» SOURCE DATA:
===============

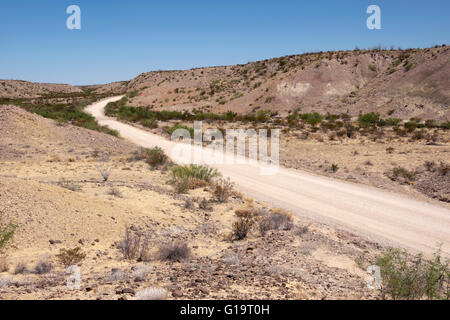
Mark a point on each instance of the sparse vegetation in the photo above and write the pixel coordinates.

===============

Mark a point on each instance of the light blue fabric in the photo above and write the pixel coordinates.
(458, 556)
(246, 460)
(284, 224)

===============

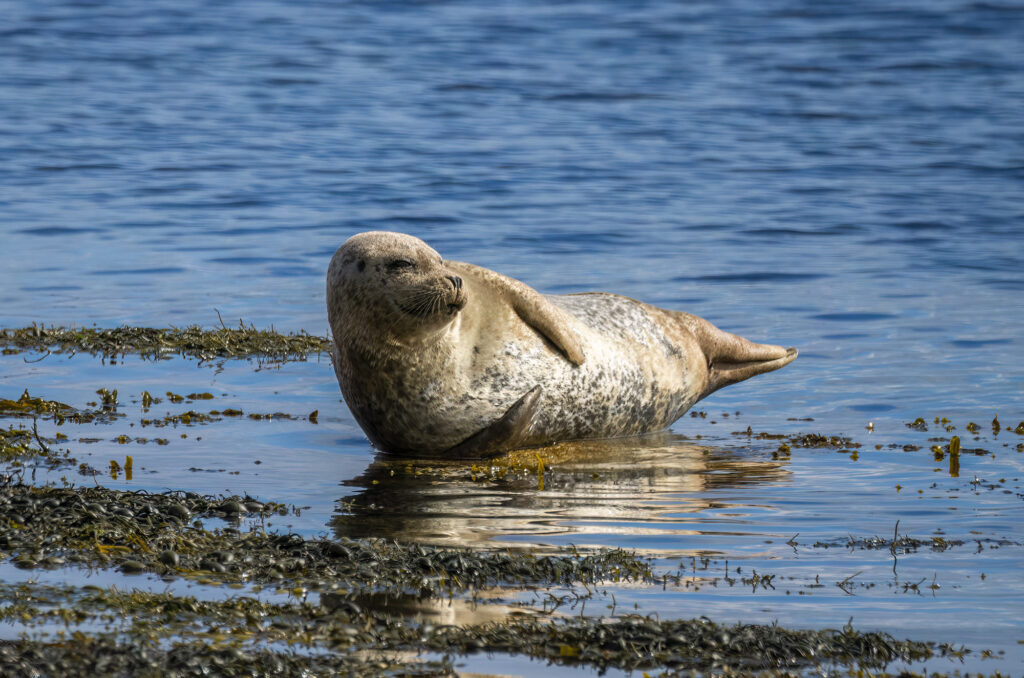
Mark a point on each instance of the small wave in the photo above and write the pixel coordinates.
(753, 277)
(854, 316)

===============

» AIM: Tally the lines of the listing that contain the string "above", treating uppercase and lowercase letters as different. Reply with the number alone.

» EXERCISE ANSWER: 3